_Task objective:_ Beginning at the line that contains "Task: put a point on every instance of the fallen branch" and stopping after the last of the entries, reproduce every line, including those that start with "Task:". Offset each x and y coordinate in the answer points by 87, and leave the sample coordinates in the "Task:" lines unchanged.

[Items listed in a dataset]
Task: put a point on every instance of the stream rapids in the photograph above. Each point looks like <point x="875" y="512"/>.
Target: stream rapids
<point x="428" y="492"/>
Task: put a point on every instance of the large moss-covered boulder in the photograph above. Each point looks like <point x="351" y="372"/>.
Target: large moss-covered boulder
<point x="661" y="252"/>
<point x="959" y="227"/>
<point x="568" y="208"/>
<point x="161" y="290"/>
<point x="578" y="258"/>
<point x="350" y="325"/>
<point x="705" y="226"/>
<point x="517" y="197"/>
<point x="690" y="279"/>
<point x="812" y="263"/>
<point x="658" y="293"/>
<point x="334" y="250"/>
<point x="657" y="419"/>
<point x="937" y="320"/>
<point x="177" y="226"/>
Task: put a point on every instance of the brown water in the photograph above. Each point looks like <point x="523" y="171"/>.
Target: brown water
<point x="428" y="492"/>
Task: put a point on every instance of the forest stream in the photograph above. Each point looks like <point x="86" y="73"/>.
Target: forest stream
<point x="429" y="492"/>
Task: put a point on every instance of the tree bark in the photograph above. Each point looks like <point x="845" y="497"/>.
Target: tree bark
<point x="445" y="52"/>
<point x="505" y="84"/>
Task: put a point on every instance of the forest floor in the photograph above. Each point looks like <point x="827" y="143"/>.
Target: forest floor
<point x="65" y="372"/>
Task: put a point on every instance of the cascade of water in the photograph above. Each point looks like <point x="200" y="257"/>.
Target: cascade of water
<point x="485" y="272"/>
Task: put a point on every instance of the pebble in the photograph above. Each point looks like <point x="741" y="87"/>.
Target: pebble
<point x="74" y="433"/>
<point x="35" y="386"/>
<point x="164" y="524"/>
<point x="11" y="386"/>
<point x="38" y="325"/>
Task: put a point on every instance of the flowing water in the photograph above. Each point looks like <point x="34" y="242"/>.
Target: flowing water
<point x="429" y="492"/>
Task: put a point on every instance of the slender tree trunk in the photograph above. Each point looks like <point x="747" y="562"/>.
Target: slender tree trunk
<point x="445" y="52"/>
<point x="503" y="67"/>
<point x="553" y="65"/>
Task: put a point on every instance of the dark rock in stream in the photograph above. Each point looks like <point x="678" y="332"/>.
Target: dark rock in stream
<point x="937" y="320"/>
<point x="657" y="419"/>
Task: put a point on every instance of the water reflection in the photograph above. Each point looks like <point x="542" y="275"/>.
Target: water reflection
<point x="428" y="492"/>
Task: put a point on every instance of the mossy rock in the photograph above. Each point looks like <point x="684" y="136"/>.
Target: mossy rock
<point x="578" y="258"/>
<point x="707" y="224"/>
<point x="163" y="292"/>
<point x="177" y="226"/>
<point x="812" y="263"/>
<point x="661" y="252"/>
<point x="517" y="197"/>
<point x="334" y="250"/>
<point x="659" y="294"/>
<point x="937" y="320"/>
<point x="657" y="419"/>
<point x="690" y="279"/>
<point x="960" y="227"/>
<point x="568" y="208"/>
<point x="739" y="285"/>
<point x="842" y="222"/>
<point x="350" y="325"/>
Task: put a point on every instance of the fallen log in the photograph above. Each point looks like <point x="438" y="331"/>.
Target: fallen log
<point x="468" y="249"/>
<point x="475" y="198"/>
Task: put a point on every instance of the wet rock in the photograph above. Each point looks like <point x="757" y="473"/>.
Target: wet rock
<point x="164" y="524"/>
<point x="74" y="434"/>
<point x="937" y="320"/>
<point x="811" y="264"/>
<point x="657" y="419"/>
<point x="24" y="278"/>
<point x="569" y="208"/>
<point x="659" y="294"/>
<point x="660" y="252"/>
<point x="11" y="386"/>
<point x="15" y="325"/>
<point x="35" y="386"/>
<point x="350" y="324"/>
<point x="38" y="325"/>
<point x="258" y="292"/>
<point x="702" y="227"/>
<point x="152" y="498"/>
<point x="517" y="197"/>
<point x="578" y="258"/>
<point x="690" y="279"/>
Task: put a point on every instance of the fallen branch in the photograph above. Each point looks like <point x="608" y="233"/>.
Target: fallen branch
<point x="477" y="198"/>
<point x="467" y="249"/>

_The solution:_
Task: put a point on every instance of the fallen branch in the photograph above. Each point looks like <point x="608" y="233"/>.
Target: fallen branch
<point x="564" y="285"/>
<point x="554" y="336"/>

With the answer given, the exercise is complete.